▸ **Try it**
All of the data below should be set down again verbatim, without any images.
[[ Dataset excerpts, beginning ]]
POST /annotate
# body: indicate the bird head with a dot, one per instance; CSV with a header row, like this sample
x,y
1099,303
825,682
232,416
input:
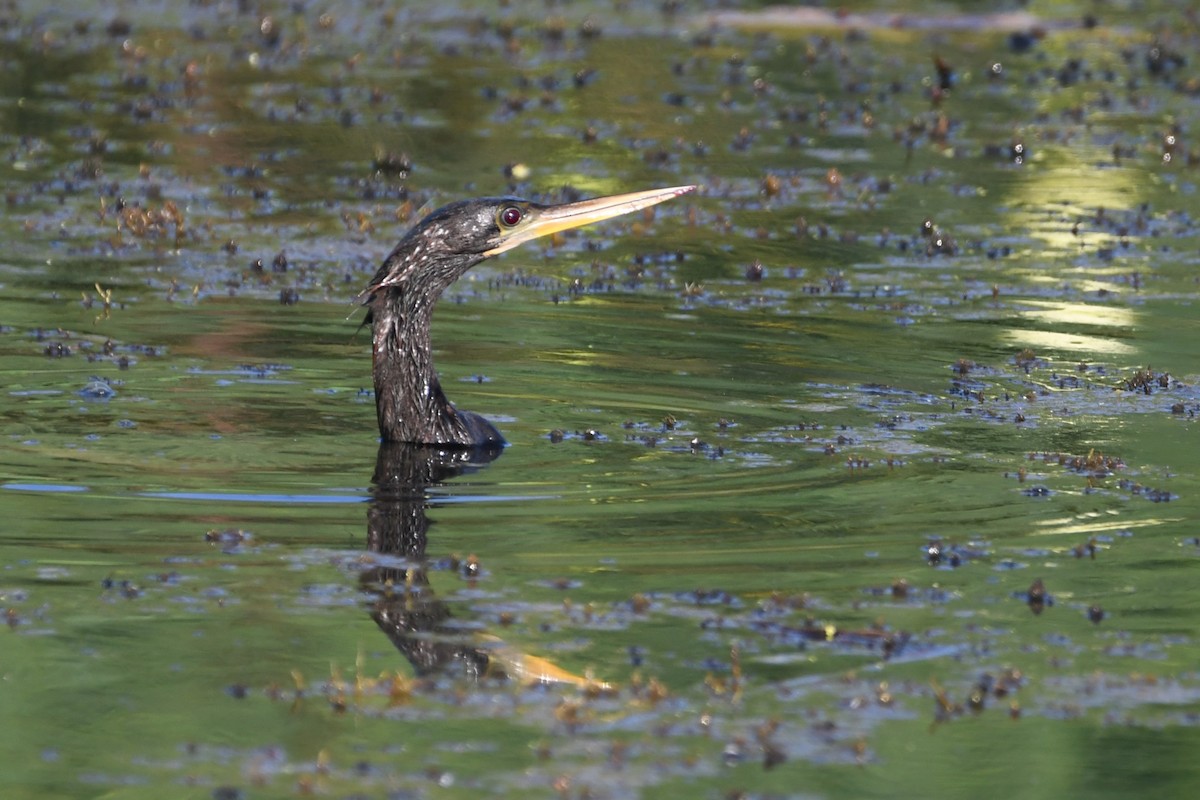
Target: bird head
x,y
456,236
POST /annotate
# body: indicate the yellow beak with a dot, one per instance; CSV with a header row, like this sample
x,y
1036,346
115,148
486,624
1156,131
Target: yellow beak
x,y
545,221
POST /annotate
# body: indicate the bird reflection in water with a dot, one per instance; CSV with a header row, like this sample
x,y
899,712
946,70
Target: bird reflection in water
x,y
405,606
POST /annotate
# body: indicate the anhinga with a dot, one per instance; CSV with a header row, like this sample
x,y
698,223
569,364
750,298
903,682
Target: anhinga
x,y
409,403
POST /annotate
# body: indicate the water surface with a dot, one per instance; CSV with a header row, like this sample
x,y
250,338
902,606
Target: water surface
x,y
868,469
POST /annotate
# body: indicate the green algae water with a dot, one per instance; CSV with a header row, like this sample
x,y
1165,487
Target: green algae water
x,y
870,469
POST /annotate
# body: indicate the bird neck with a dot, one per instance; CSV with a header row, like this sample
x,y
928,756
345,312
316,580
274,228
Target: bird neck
x,y
409,402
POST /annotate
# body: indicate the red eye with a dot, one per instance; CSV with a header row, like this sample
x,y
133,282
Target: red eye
x,y
511,216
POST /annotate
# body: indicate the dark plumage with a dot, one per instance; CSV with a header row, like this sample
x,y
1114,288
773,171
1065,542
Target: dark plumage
x,y
409,403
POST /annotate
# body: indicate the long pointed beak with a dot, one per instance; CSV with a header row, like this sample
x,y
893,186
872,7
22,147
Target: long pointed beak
x,y
551,220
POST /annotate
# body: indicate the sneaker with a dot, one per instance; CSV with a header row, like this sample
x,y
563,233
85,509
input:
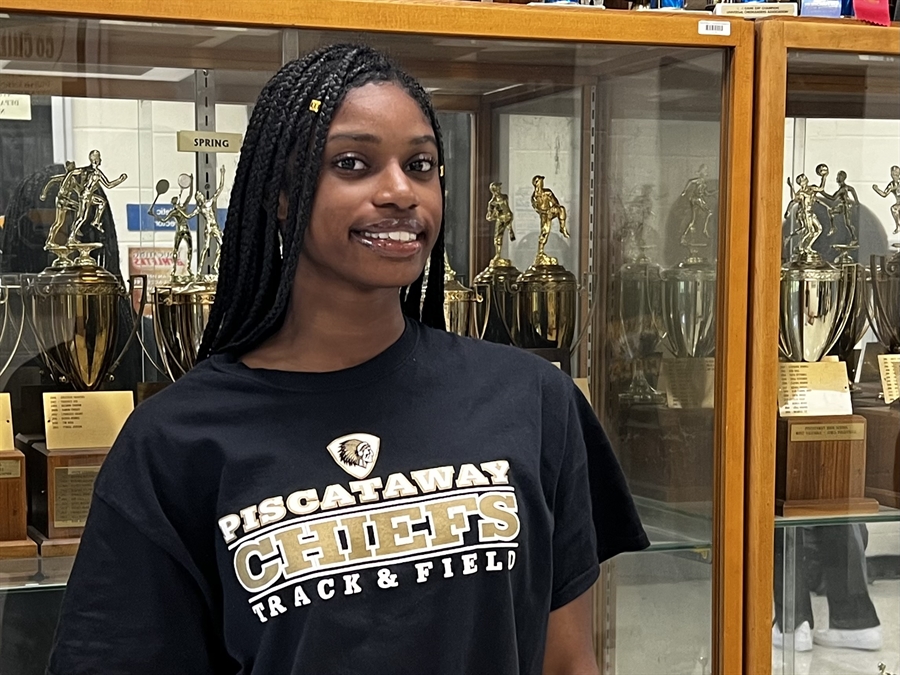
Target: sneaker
x,y
869,639
802,637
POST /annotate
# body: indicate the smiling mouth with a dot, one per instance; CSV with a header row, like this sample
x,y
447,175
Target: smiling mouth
x,y
390,243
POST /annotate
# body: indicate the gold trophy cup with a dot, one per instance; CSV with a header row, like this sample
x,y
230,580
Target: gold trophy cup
x,y
181,309
546,293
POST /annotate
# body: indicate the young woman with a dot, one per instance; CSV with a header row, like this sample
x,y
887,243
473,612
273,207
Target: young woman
x,y
340,487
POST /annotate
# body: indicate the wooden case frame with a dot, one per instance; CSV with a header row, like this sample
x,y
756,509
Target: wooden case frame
x,y
775,37
478,20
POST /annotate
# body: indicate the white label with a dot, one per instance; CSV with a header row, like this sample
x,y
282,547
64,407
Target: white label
x,y
811,389
714,28
15,107
209,141
688,383
889,366
6,437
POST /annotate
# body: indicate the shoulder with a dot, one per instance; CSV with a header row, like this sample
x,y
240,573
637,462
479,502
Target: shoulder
x,y
490,362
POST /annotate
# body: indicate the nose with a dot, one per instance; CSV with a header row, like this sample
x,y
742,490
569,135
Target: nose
x,y
395,188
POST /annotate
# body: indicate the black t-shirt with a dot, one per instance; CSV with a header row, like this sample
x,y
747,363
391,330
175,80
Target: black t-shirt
x,y
422,512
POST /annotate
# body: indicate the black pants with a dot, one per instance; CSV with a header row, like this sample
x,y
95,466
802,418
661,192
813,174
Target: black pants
x,y
833,556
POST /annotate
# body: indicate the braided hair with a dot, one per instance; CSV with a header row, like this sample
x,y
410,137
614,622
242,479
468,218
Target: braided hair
x,y
282,152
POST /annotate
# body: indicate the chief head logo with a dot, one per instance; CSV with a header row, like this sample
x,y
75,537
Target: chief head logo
x,y
356,453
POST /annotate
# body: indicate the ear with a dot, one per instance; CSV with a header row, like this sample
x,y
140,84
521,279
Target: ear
x,y
281,213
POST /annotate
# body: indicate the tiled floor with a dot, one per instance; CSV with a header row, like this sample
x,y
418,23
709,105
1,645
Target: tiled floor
x,y
825,661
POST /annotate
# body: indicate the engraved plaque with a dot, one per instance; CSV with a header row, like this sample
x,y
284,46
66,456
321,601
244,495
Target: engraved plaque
x,y
72,496
10,468
842,431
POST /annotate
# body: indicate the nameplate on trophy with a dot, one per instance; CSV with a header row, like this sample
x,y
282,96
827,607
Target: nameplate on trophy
x,y
831,431
811,389
6,436
209,141
10,468
89,419
688,383
73,493
889,367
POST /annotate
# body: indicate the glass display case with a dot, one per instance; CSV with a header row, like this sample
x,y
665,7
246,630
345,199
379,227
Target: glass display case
x,y
824,441
597,199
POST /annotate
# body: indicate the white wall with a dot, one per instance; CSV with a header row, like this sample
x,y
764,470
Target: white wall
x,y
138,138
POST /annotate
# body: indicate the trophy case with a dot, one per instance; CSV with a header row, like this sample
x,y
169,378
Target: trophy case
x,y
824,419
597,200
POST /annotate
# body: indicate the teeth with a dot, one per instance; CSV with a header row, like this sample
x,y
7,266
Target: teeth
x,y
394,236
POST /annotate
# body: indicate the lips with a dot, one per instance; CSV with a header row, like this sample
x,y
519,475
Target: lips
x,y
394,237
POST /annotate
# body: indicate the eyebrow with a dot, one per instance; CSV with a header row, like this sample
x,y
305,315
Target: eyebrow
x,y
372,138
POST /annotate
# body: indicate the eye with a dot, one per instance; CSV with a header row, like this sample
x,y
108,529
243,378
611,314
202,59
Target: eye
x,y
349,163
422,164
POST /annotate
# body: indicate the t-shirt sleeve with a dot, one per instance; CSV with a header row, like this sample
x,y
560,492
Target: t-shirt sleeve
[[ Dataset excerpts, end ]]
▸ **Exercise output**
POST /annotate
# body: indicate the bird head with a dot, one per instance; CSV with a header row, like this sample
x,y
1099,303
825,682
232,416
input:
Target: bird head
x,y
456,236
POST /annotate
# body: indicate the yellow beak with a dot, one per instance; CSV with a header row, like this sample
x,y
1036,346
115,148
486,624
1156,131
Target: yellow beak
x,y
545,221
POST /annotate
# body: indicate the bird reflection in water with a dot, one per instance; CSV with a header row, like this sample
x,y
899,712
946,70
Target: bird reflection in water
x,y
405,606
POST /annotate
# body: indicate the anhinga with a dot, one per instance; CSV with a header row, like this sample
x,y
698,223
569,364
750,298
903,682
Target: anhinga
x,y
409,403
POST /annotate
# body: indicate the water surface with a dot, one per instance; CSV with a header row, like this sample
x,y
250,338
902,606
Target: water surface
x,y
868,469
POST /annotate
# body: indicate the green algae water with a dot, one per instance; CSV with a header row, like this sample
x,y
1165,487
Target: green algae water
x,y
870,469
POST /annotate
# body: indicate the bird neck with a dot, one per instance; CSV with a header row, like this sample
x,y
928,756
345,312
316,580
274,228
Target: bird neck
x,y
409,402
POST /annotate
# body: indicate the red eye with a dot, one per instance; CSV with a header row, like this sample
x,y
133,282
Target: red eye
x,y
511,216
POST /annotate
# body: indicate the dark plumage with a dot, one per instance; CSV with a header row, like this sample
x,y
1114,288
773,171
1065,542
Target: dark plumage
x,y
409,403
POST /annotate
# body: indicate the long pointed beak with a dot, one per instance; CSV with a header row, like this sample
x,y
893,186
872,7
22,147
Target: long pointed beak
x,y
551,220
POST /annotate
# body: indicate the sneaker with a dot, one per instance; CSV with a header row, like this sample
x,y
563,233
85,509
input:
Target: sneaker
x,y
869,639
802,637
POST /annotate
# body: indicate the smiling mouth with a dot, one per instance; CSV with a header row, like this sample
x,y
447,175
Target: smiling mouth
x,y
390,243
POST /annotate
# body: indicate the gold trophy cup with a dot, one per instance; CSV with a header row, like this sample
x,y
230,580
Target: gold trophy cup
x,y
181,309
546,293
POST /annotate
# body: indicate the young woman with a dot, one per instance; CSV with a header row, like this sample
x,y
887,243
473,612
273,207
Target: young woman
x,y
340,487
POST /annotate
# body: indicate the wooden case frame with a dot, one per instance; CSV with a header row, like this sample
x,y
756,509
Target: wooden case frame
x,y
775,37
478,20
POST /annotate
# body: indicate the white label with a dot, one per instance; CSV with a header row, like this sample
x,y
282,547
64,407
Target: white label
x,y
811,389
714,28
15,107
209,141
688,383
889,366
6,437
POST /annotate
# body: indicate the shoulder with a dot, one per instance; CSV with a header row, like this sample
x,y
240,573
637,462
479,502
Target: shoulder
x,y
490,362
POST /annotate
# body: indicate the nose with a dot, one per instance; CSV with a header row, like this sample
x,y
742,490
569,135
Target: nose
x,y
395,188
POST /annotate
# body: indicate the black t-shirt with a dot, one per instance; CSV with a header row, like this sample
x,y
747,363
391,330
175,80
Target: black t-shirt
x,y
422,512
POST /annotate
# body: indicate the black pants with a dot, one per instance; CSV with a header row, like this sample
x,y
95,466
802,418
661,192
813,174
Target: black pants
x,y
833,556
POST /annotate
# body: indicate the braided hair with a dot, one per instance; CSV with a header row, like this sample
x,y
410,137
614,622
242,479
468,218
Target: braided hair
x,y
282,152
POST /annotate
# body: indicate the chief head logo with a dot, one per instance; CSV with a header row, like this sample
x,y
75,537
Target: chief head logo
x,y
356,453
POST /annotate
# body: indicate the ear with a dot, one per instance; CSV with a header row, like this sample
x,y
140,84
521,279
Target: ear
x,y
281,213
POST /annotate
# body: indicate the tiled floor with a dot, one per instance; CSV with a header row, like this sample
x,y
418,23
709,105
1,645
Target: tiled floor
x,y
825,661
POST /annotate
# body: indicate the engraved plaque with a dot, one per instance; CSV with a header row, like this sample
x,y
284,46
66,456
321,601
244,495
Target: engraved plaque
x,y
72,496
10,468
842,431
POST /annotate
# body: indicate the nameplate on trophy with a dot, one per instance; CSV with a header row, like this sample
x,y
282,96
827,607
Target: nameplate on trophy
x,y
831,431
811,389
6,436
209,141
10,468
89,419
688,383
73,493
889,367
POST /annotate
# body: indicate the glass display case with a dot, one per instance; CSV with a header row, like this sample
x,y
665,7
246,630
345,199
379,227
Target: glass display case
x,y
824,441
597,199
POST /annotate
# body: indicate the white wall with a dot, one per instance; CSV with a header row, like this sample
x,y
764,470
Target: white wall
x,y
138,138
POST /annotate
# body: indicate the trophy case with a dot, one per instance; CSV with a header row, like this sample
x,y
169,378
Target: trophy case
x,y
824,419
597,200
POST /annotate
# body: indicate the teeth with a dot, one per instance; CSV with a header row, like this sample
x,y
7,266
Target: teeth
x,y
394,236
POST /annotate
# body: indicate the lips with a dot, one per instance; CSV with a header row, like this sample
x,y
519,475
Target: lips
x,y
394,237
POST /annotate
# body: indicate the eyebrow with a dot, one per instance; CSV with a header row, like this sample
x,y
305,315
Target: eyebrow
x,y
372,138
POST /annotate
# body: indicate the eye with a dot, one per instance; CSV with a header row, like this sample
x,y
108,529
243,378
611,314
202,59
Target: eye
x,y
349,163
422,164
POST /annotate
# body: indicate the t-shirt sleeve with a dot, one per instance; CSV with a header row, like this sample
x,y
560,492
Target: t-shirt sleeve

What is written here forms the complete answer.